▸ What the task asks: Exactly as written, set down every entry once more.

▸ Data extracts:
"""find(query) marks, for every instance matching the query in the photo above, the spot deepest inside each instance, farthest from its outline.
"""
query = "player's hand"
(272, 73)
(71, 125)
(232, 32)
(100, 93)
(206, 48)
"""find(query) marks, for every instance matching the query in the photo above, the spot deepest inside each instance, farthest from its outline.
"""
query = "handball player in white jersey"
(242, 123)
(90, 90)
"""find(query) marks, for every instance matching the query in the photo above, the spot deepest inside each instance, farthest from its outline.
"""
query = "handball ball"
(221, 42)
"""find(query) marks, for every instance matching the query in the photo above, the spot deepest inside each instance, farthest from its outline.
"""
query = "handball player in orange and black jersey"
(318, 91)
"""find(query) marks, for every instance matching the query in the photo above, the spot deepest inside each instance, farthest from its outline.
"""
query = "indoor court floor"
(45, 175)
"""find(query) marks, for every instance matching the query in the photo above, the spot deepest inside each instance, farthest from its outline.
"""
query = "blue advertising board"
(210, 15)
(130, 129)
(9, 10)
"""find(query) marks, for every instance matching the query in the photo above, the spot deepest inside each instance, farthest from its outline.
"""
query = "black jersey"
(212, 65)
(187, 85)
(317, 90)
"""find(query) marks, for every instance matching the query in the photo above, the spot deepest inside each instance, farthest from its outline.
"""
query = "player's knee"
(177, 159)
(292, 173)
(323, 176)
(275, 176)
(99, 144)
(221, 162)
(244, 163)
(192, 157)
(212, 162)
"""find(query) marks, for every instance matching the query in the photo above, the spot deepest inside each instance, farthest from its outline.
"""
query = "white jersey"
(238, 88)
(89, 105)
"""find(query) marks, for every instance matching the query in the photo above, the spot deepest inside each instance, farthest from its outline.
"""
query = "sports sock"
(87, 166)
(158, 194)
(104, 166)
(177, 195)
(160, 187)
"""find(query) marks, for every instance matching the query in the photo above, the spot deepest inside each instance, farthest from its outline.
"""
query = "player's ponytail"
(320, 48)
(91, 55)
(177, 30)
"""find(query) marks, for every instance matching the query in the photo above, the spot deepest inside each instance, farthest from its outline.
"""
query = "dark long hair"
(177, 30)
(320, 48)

▸ Your solution:
"""find(query) marks, for every instance matching the query in the photo above, the spot deepest inside each instance, farthest from its outline.
"""
query = "player's hand"
(272, 73)
(71, 125)
(232, 32)
(100, 93)
(206, 48)
"""find(query) marks, for every instance matching the query in the photo above, the spot deepest inside each instance, farthest from its outline.
"""
query = "handball player in white jersey"
(242, 123)
(90, 90)
"""find(query) marks, for every instance matching the query in the photo above, the spot deepest inside each instance, farthest from its outline.
"""
query = "handball ball"
(221, 42)
"""find(query) marks, for every instance matching the query in the photo above, the spot deepest inside each instance, farthest from its outline.
"""
query = "handball player in orange and black jersey"
(318, 91)
"""find(query) marks, for every instance matching the query in the photo above, the spot deepest inside each instance, farthest from its outline.
"""
query = "indoor court floor"
(45, 175)
"""find(query) marks, for every instance matching the query in the photo above, the spot deepest inside each instance, farthest from its outline.
"""
query = "blue advertising board"
(210, 15)
(130, 129)
(9, 10)
"""find(query) marks, for every instance matching the query in the photo above, the spot deepest inside each instance, farthest from its outline.
"""
query = "black jersey"
(212, 65)
(187, 85)
(317, 90)
"""find(query) marks, for every instance matching the query in the photo above, the spot deepest inside each instance, farthest from its outline.
"""
query = "player's knee"
(177, 159)
(292, 173)
(323, 176)
(275, 176)
(99, 144)
(221, 162)
(244, 163)
(192, 157)
(212, 162)
"""find(query) marks, for every instance matching the query in the photo above, the spot deepest inside each instance, farthest from its outline.
"""
query = "white jersey"
(238, 88)
(89, 105)
"""find(query) marks, for every instance matching the query in the photo above, the spot deepest inside each instance, farthest from its outline.
"""
query = "sports sock"
(87, 166)
(158, 194)
(104, 166)
(177, 195)
(160, 187)
"""find(query) marks, for every instance matching the query in the photo above, the spot deepest inside each instance, farthest from its outline.
"""
query = "player's ponytail"
(320, 48)
(91, 55)
(177, 30)
"""find(query) marks, for every instance matching the query in the photo above, the spot deepest inside each instance, farthest from its outline.
"""
query = "dark long hair"
(177, 30)
(320, 48)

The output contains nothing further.